● Aim
Render each line of the items below as a numbered list, skipping blank lines and leaving the pictures out of your answer.

● Data provided
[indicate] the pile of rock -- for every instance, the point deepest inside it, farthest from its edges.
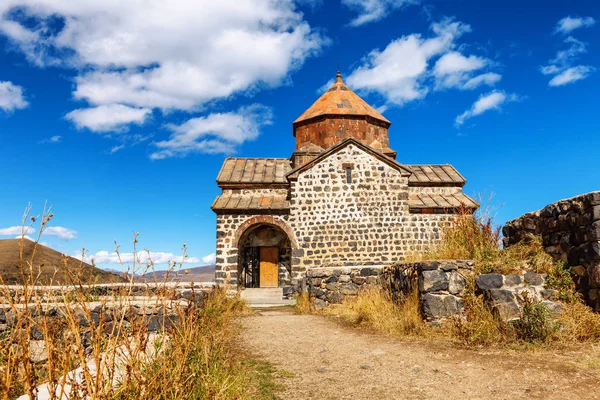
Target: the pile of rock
(440, 285)
(570, 231)
(332, 284)
(506, 294)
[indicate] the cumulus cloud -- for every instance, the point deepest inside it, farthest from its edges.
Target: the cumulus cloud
(11, 96)
(568, 24)
(454, 70)
(214, 133)
(16, 230)
(52, 139)
(570, 75)
(486, 102)
(135, 56)
(562, 65)
(60, 232)
(107, 118)
(374, 10)
(403, 71)
(209, 259)
(105, 257)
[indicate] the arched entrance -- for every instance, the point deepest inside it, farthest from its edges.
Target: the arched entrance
(264, 257)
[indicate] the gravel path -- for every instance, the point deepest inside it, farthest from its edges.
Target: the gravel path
(325, 360)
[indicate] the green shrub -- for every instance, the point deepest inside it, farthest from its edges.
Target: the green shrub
(535, 324)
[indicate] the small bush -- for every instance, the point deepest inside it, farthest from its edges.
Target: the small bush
(478, 326)
(560, 278)
(376, 310)
(578, 323)
(535, 324)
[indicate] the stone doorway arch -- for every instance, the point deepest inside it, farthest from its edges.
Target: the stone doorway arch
(257, 243)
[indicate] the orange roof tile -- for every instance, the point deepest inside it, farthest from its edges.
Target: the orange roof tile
(340, 100)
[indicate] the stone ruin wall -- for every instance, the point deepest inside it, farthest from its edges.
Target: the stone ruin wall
(349, 224)
(440, 286)
(570, 231)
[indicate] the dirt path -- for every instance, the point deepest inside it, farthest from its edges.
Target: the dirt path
(325, 360)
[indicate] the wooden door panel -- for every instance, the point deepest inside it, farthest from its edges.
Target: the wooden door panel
(269, 267)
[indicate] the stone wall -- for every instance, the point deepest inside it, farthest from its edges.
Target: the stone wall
(229, 227)
(440, 286)
(439, 283)
(570, 231)
(364, 222)
(111, 319)
(333, 284)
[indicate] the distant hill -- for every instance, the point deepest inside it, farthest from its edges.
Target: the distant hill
(49, 264)
(204, 273)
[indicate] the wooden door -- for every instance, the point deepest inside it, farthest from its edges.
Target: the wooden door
(269, 267)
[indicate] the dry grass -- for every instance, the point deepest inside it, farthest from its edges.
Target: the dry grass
(374, 309)
(475, 237)
(195, 356)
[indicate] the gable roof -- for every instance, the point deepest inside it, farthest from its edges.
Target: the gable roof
(340, 100)
(292, 175)
(254, 171)
(434, 175)
(253, 201)
(446, 201)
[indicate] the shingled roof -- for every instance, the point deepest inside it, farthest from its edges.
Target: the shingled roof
(340, 100)
(254, 202)
(434, 175)
(255, 171)
(440, 201)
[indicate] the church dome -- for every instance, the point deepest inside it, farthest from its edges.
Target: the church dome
(340, 114)
(340, 100)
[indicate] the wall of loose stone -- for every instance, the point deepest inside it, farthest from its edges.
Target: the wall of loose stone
(440, 285)
(570, 231)
(331, 285)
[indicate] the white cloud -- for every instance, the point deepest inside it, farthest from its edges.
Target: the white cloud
(167, 55)
(25, 237)
(490, 79)
(53, 139)
(562, 65)
(105, 257)
(60, 232)
(107, 118)
(402, 72)
(374, 10)
(209, 259)
(570, 75)
(16, 230)
(214, 133)
(486, 102)
(11, 96)
(454, 70)
(568, 24)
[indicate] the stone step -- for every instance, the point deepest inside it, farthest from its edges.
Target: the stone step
(265, 293)
(265, 303)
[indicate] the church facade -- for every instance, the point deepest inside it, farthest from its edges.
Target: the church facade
(341, 199)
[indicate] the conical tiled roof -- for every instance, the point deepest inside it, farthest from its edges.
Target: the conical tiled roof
(340, 100)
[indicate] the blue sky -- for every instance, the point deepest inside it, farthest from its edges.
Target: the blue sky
(119, 114)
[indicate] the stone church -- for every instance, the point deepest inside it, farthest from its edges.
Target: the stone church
(341, 199)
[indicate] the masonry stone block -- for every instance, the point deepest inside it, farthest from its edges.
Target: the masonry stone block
(433, 281)
(489, 281)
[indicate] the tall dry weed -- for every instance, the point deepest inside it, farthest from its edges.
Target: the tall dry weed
(52, 333)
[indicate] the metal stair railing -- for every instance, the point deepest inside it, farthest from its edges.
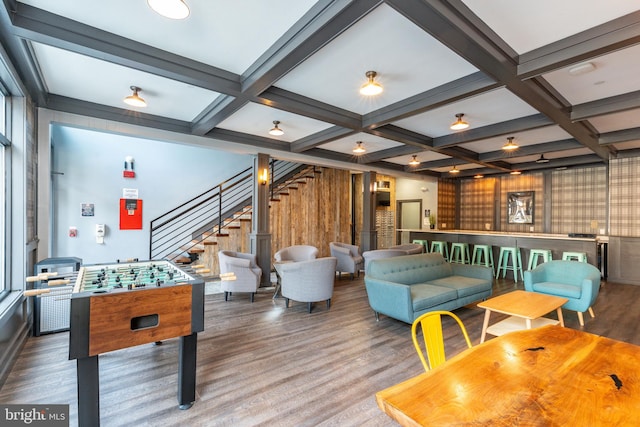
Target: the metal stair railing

● Solution for this task
1. [indicate] the pile of rock -- for every instance, the point deepest inside it, farthest from its edges.
2. Target: the pile of rock
3. (440, 285)
4. (570, 231)
5. (332, 284)
6. (506, 294)
7. [indicate] the cumulus cloud -- for every instance, the point deepest inside it, farthest from its edges.
8. Target: the cumulus cloud
9. (11, 96)
10. (568, 24)
11. (454, 70)
12. (214, 133)
13. (16, 230)
14. (52, 139)
15. (570, 75)
16. (486, 102)
17. (135, 56)
18. (562, 65)
19. (60, 232)
20. (107, 118)
21. (374, 10)
22. (403, 71)
23. (209, 259)
24. (105, 257)
25. [indicate] the arched entrance -- for every instance, the point deepest inside it, farthest from its edges.
26. Target: the arched entrance
27. (264, 257)
28. [indicate] the gravel path -- for every instance, the point deepest inside it, farthest from its edges.
29. Target: the gravel path
30. (325, 360)
31. [indicate] the green shrub -- for every instance, the point deepest inside it, farthest from its edges.
32. Target: the green shrub
33. (535, 324)
34. [indicate] the small bush -- for every instance, the point deepest inside it, farthest from its edges.
35. Target: the small bush
36. (478, 326)
37. (560, 278)
38. (376, 310)
39. (578, 323)
40. (535, 324)
41. [indicate] the stone doorway arch -- for every instance, the point deepest inside it, farthest from its edges.
42. Target: the stone doorway arch
43. (257, 243)
44. [indicate] the orange roof tile -- for every instance, the point deepest inside it, farthest from its edges.
45. Target: the orange roof tile
46. (340, 100)
47. [indicate] the stone ruin wall -- for every instance, the point deepest inside it, farthest from its edges.
48. Target: the stone ruin wall
49. (349, 224)
50. (440, 286)
51. (570, 231)
52. [indicate] the dirt path -- for every instance, the point deepest inside it, farthest from its edges.
53. Target: the dirt path
54. (325, 360)
55. [indicate] the wooden door panel -- for every instance, the point deepest inside it, farthest from its edges.
56. Target: the wooden door panel
57. (269, 267)
58. [indicate] the stone wall -- for every instance, the point deepest inside it, farthest from its edges.
59. Target: the stone wall
60. (229, 227)
61. (440, 286)
62. (439, 283)
63. (570, 231)
64. (364, 222)
65. (111, 319)
66. (333, 284)
67. [indicate] the distant hill -- for every instance, the point deepest inside it, farthest from its edges.
68. Target: the distant hill
69. (49, 264)
70. (204, 273)
71. [indicate] the wooden door -- for every instance, the point deepest inside it, farthest from its edges.
72. Target: the wooden door
73. (269, 267)
74. [indicate] the dry grass -- for every instance, the point deepest inside it, farthest from its edges.
75. Target: the dry grass
76. (374, 309)
77. (475, 237)
78. (195, 356)
79. [indicate] the gable roof -- for every instance, the point deepest inside it, farthest from its edges.
80. Target: the gable roof
81. (340, 100)
82. (292, 175)
83. (254, 171)
84. (434, 175)
85. (253, 201)
86. (446, 201)
87. [indicate] the shingled roof -- for every instance, the point deepest inside it, farthest from its edges.
88. Target: the shingled roof
89. (340, 100)
90. (254, 202)
91. (434, 175)
92. (255, 171)
93. (440, 201)
94. [indicate] the church dome -- for every instance, the point deepest inside it, farthest from its edges.
95. Target: the church dome
96. (340, 114)
97. (340, 100)
98. [indicate] the wall of loose stone -- for every instance, the point deepest inside it, farthest from its edges.
99. Target: the wall of loose stone
100. (440, 285)
101. (570, 231)
102. (331, 285)
103. [indicate] the white cloud -- for every instance, the point deepest inside it, farthest from its edges.
104. Target: the white cloud
105. (167, 55)
106. (25, 237)
107. (490, 79)
108. (53, 139)
109. (562, 65)
110. (105, 257)
111. (60, 232)
112. (107, 118)
113. (402, 72)
114. (374, 10)
115. (209, 259)
116. (570, 75)
117. (16, 230)
118. (214, 133)
119. (486, 102)
120. (11, 96)
121. (454, 70)
122. (568, 24)
123. [indicate] the stone step -- for every instance, the point deepest inside it, farthest from its edges.
124. Target: the stone step
125. (265, 293)
126. (265, 303)
127. [indicate] the church facade -- for every instance, the point deepest inside it, farthest from its edges.
128. Target: the church facade
129. (341, 199)
130. [indicate] the conical tiled roof -- for every instance, the point deepest inside it, farthest from its edges.
131. Target: the conical tiled roof
132. (340, 100)
133. [indicate] the blue sky -- for every instance, the point deepest inside it, farthest from its edges.
134. Target: the blue sky
135. (119, 114)
136. [indicate] the stone church -- for every instance, the point deepest inside it, farthest from its edges.
137. Target: the stone church
138. (341, 199)
139. [indicate] the masonry stone block -- for every instance, the point deepest inside it, farthest from its edges.
140. Target: the masonry stone block
141. (433, 281)
142. (489, 281)
143. [indicate] the tall dry weed -- for every instance, the point deepest inside it, farthest from its edges.
144. Target: the tall dry weed
145. (52, 333)
146. [indicate] the metal stair railing -- for every instance, the point deepest inside it, farthest from its edges.
147. Target: the metal stair railing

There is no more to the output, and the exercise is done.